■ Material for the task:
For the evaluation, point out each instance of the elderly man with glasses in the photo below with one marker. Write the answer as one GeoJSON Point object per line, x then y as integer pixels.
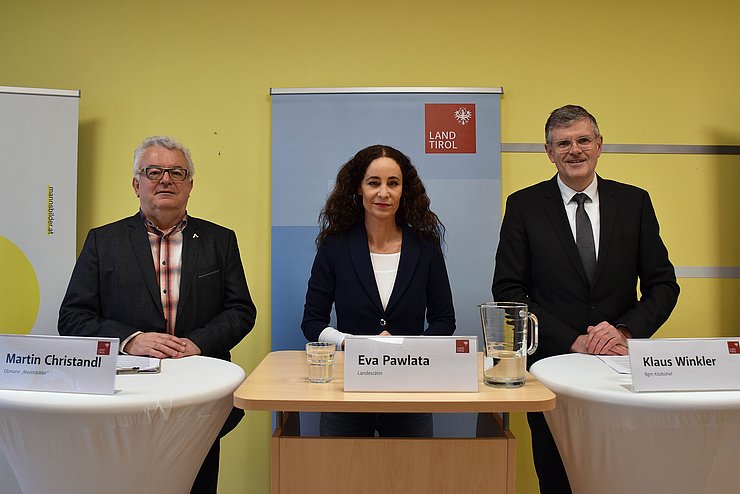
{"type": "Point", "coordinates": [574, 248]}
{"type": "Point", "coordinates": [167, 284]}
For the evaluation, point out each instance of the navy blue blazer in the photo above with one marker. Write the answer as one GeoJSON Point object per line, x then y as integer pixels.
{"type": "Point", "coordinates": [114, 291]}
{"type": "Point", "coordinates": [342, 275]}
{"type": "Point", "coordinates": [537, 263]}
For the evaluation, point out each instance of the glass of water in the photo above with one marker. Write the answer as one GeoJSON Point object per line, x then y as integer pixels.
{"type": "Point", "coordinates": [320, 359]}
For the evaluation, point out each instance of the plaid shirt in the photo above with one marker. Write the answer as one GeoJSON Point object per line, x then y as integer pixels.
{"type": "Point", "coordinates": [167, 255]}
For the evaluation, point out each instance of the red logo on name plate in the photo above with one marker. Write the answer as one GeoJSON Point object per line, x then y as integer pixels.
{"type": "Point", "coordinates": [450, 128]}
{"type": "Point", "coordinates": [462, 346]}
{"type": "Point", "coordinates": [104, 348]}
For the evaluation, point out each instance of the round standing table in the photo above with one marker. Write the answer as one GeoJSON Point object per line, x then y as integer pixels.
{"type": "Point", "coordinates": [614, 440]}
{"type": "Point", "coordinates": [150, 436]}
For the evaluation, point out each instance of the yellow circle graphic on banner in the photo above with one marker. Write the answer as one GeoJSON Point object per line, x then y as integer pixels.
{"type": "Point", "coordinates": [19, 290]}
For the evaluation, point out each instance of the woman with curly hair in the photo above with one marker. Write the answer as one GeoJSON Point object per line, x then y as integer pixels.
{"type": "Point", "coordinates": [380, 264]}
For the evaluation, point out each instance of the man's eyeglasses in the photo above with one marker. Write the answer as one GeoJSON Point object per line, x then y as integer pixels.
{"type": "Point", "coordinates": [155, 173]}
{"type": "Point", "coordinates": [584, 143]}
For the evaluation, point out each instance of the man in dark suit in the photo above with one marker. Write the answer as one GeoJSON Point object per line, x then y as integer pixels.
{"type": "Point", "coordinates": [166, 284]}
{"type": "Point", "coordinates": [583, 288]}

--

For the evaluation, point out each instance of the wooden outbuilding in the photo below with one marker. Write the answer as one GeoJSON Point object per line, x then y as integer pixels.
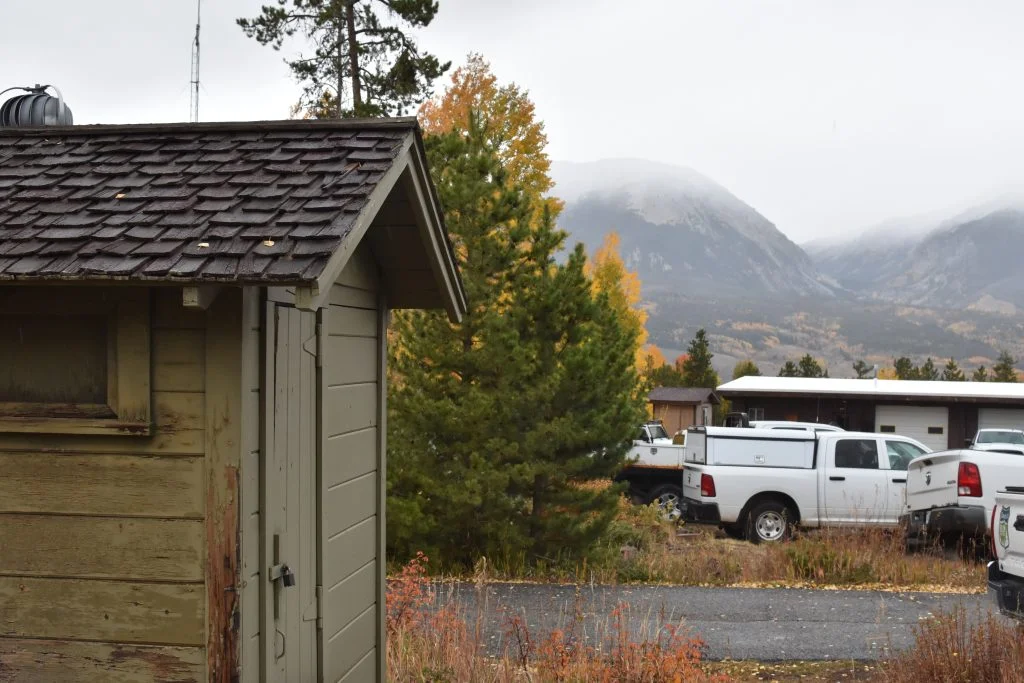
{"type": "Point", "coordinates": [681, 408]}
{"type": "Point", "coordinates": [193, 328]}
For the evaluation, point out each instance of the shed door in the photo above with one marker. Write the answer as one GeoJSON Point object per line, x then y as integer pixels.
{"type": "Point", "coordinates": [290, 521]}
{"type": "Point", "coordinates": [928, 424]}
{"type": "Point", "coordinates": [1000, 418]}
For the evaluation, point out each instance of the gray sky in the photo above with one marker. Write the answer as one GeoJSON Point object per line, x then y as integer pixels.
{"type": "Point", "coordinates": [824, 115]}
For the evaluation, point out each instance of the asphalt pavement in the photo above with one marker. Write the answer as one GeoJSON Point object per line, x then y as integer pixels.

--

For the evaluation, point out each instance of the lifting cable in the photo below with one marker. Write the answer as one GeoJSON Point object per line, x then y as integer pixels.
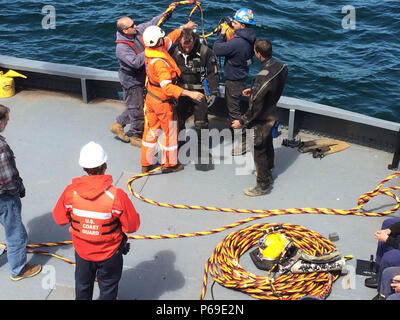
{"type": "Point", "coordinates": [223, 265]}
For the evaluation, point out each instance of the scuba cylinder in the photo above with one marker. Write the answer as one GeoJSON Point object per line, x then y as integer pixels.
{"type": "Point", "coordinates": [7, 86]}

■ The problem:
Return every line from the items above that contains the string "below", copied in full. Case counts.

■ Task solution:
For the evaluation, point out each instance of the elderly man with glasses in the photo below with one marker. Write the answer as one GeoJSON Point object per line, x then y as integer pixels.
For the evaluation, point out each instance of the wooden outbuilding in the photo below with one marker. Write the answer as one GeoJSON Point object per line, x then y as integer pixels.
For the evaluation, point out each instance of the lifting cable in the photo below with one marker. Write the answer as one GeoJSON Point object per line, x then y as integer pixels.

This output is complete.